Rewrite each of the items with every "wing feather" changed to "tail feather", keeping everything else the same.

Entries supplied:
>> Start

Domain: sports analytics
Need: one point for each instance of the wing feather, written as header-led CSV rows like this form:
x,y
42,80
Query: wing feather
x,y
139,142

>> End

Full answer:
Domain: sports analytics
Need: one point for each instance of the tail feather, written as header-led CSV rows like this form:
x,y
42,80
Query: tail feather
x,y
139,142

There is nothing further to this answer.